_EXERCISE A_:
Using the FAQ on supply management, decide whether each statement below agrees with it. Answer yes or no for each, and quote the deciding words of the FAQ.
(i) Dairy, poultry and egg farmers get their income from government subsidies.
(ii) Deregulation of the chicken industry in the UK, Australia and New Zealand lowered producer prices.
(iii) Negotiations at the World Trade Organization propose to eliminate export subsidies by 2013.

_SELECTED TEXT_:
════════
Frequently Asked Questions

 

Does supply management make products more expensive?

No. Consumers receive high quality poultry, egg, and dairy products at reasonable prices. The retail price evolution of these products is in line with that of other food products in Canada. At the same time, dairy, poultry and egg farmers receive their income from the sale of their product, not from government subsidies or taxpayer dollars.

 

Would consumers get cheaper products without supply management?

Deregulation (removal of regulated management systems) of the chicken industry in UK, Australia and New Zealand has resulted in lower producer prices, but consumer prices have increased with inflation. A similar scenario happened when prices for beef animals dropped due to BSE: farmers suffered, but retail prices remained pretty much the same,. The intermediaries simply increased their own margin after deregulation. Neither producer nor consumer benefit from deregulation.

 

How does supply management work for the chicken industry?

By balancing chicken production from all Canadian farms with domestic consumption of chicken products, Canada’s supply management system avoids surplus production that creates volatility that leaves farmers vulnerable. Stability allows efficient farms to be more prosperous.

 

Does the Canadian chicken industry’s way of pricing products encourage overproduction?

Unlike price support in other countries, supply management in Canada ensures that total production responds to the Canadian demand for poultry, egg and dairy products. Each producer fills a part of the demand (quota) without producing more than what is needed in Canada. There are regulations in place to penalize producers should overproduction occur.

 

Do Canadian chicken farmers export surplus production?

Because overproduction is discouraged with supply management, very little poultry, egg and dairy products are exported outside of Canada. Export subsidies, used mainly by Europe and the United States, are the biggest culprits when it comes to dumping products. This is of significant concern to the developing nations whose subsistence farmers cannot compete against the artificially low-priced products dumped into their markets. The negotiations at the World Trade Organization propose to eliminate export subsidies by 2013.

 

Does supply management block imports?
════════
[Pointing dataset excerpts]

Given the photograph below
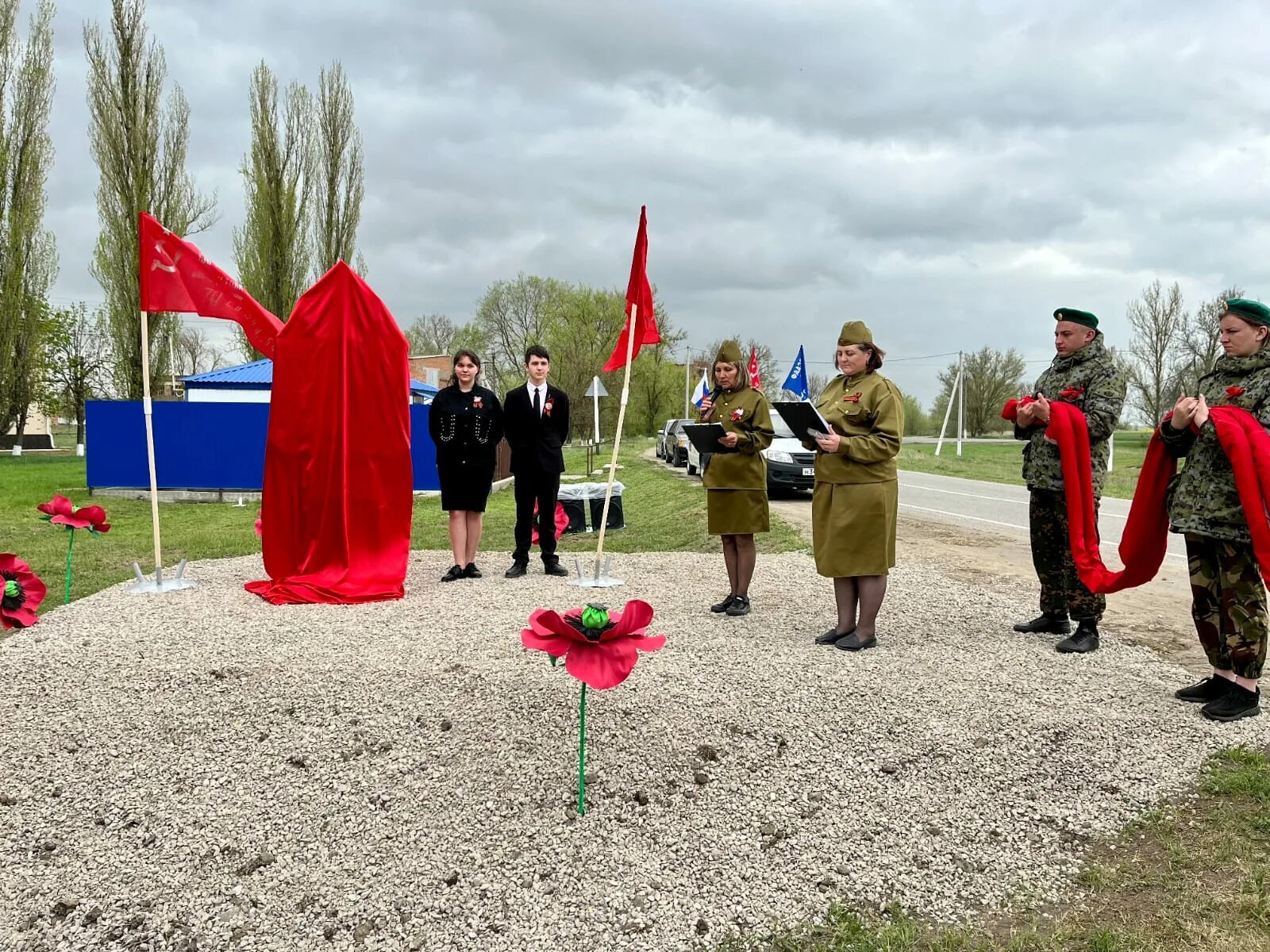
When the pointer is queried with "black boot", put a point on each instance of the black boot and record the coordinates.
(1235, 704)
(1045, 625)
(1083, 641)
(1208, 689)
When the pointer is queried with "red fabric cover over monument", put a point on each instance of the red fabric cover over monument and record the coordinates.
(337, 467)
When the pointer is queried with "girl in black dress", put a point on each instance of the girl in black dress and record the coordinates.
(467, 423)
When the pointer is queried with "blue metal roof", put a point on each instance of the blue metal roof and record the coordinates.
(258, 374)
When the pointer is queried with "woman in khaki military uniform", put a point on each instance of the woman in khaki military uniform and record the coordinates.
(856, 497)
(737, 482)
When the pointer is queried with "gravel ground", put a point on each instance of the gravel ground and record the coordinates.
(202, 770)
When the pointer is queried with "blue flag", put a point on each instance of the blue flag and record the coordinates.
(797, 381)
(698, 395)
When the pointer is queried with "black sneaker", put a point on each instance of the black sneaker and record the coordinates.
(831, 636)
(1085, 640)
(1235, 704)
(1208, 689)
(1045, 625)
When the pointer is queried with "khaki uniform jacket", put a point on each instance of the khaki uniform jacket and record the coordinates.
(747, 414)
(868, 412)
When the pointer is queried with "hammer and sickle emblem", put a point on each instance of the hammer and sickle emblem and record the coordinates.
(160, 253)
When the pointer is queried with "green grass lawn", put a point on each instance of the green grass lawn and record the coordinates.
(664, 513)
(1193, 876)
(1003, 461)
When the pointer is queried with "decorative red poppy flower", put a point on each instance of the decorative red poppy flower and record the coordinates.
(21, 593)
(601, 657)
(61, 512)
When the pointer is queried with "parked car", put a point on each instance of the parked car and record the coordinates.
(789, 463)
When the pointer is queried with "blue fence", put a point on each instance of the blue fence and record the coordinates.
(203, 446)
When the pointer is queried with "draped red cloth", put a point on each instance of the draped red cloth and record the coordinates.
(1146, 533)
(337, 469)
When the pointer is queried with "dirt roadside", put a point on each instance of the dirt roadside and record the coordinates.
(1156, 615)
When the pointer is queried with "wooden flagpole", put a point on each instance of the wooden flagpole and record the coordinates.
(618, 436)
(150, 442)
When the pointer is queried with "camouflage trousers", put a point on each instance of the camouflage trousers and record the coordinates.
(1060, 588)
(1229, 605)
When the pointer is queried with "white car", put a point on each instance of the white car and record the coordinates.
(789, 463)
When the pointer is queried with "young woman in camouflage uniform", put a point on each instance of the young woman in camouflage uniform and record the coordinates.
(1229, 601)
(1085, 376)
(737, 482)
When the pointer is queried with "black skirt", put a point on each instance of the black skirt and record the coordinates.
(465, 486)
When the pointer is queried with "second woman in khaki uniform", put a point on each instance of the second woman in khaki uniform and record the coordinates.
(737, 482)
(856, 497)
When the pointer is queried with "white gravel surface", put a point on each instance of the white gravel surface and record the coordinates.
(206, 771)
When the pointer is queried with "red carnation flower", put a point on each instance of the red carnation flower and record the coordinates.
(602, 658)
(21, 593)
(61, 512)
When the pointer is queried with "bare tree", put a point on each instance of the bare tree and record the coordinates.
(140, 149)
(1159, 327)
(432, 334)
(341, 177)
(79, 361)
(991, 378)
(29, 255)
(272, 251)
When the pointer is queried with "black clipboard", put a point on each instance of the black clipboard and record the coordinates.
(802, 416)
(705, 437)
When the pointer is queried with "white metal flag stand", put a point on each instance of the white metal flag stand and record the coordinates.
(145, 585)
(600, 577)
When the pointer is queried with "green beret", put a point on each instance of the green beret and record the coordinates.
(729, 352)
(855, 333)
(1071, 314)
(1253, 311)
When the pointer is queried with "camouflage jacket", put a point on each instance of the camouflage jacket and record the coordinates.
(1202, 498)
(1089, 381)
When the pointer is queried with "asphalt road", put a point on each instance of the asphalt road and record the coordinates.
(1003, 508)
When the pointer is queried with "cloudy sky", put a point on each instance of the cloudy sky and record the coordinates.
(948, 171)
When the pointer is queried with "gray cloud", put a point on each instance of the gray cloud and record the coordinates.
(949, 175)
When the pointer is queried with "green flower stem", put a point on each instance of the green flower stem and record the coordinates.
(69, 550)
(582, 754)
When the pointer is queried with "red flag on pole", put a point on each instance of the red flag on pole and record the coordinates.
(175, 277)
(639, 292)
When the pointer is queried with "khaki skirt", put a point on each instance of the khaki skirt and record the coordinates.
(854, 528)
(736, 512)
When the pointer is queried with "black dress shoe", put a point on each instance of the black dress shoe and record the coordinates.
════════
_EXERCISE B_:
Rewrite part of the rows as a JSON list of strings, with one string per line and no blank lines. Begin at the row line that has "dress and record the coordinates." and stop after the line that has "(1003, 461)".

_SOLUTION A_:
(i) No: "dairy, poultry and egg farmers receive their income from the sale of their product, not from government subsidies or taxpayer dollars."
(ii) Yes: "Deregulation (removal of regulated management systems) of the chicken industry in UK, Australia and New Zealand has resulted in lower producer prices"
(iii) Yes: "The negotiations at the World Trade Organization propose to eliminate export subsidies by 2013."

_SOLUTION B_:
[
  "When the pointer is queried with \"girl in black dress\", put a point on each instance of the girl in black dress and record the coordinates.",
  "(467, 423)",
  "When the pointer is queried with \"blue metal roof\", put a point on each instance of the blue metal roof and record the coordinates.",
  "(258, 374)",
  "When the pointer is queried with \"woman in khaki military uniform\", put a point on each instance of the woman in khaki military uniform and record the coordinates.",
  "(856, 497)",
  "(737, 482)",
  "When the pointer is queried with \"gravel ground\", put a point on each instance of the gravel ground and record the coordinates.",
  "(202, 770)",
  "When the pointer is queried with \"blue flag\", put a point on each instance of the blue flag and record the coordinates.",
  "(797, 381)",
  "(698, 395)",
  "When the pointer is queried with \"black sneaker\", put a point on each instance of the black sneaker and record the coordinates.",
  "(831, 636)",
  "(1085, 640)",
  "(1235, 704)",
  "(1208, 689)",
  "(1045, 625)",
  "When the pointer is queried with \"khaki uniform jacket\", put a point on each instance of the khaki uniform jacket and record the coordinates.",
  "(747, 414)",
  "(868, 412)",
  "When the pointer is queried with \"hammer and sickle emblem\", put a point on each instance of the hammer and sickle emblem and record the coordinates.",
  "(160, 253)",
  "When the pointer is queried with \"green grass lawn\", put a point on each instance of the green grass lawn and record the coordinates.",
  "(664, 513)",
  "(1193, 876)",
  "(1003, 461)"
]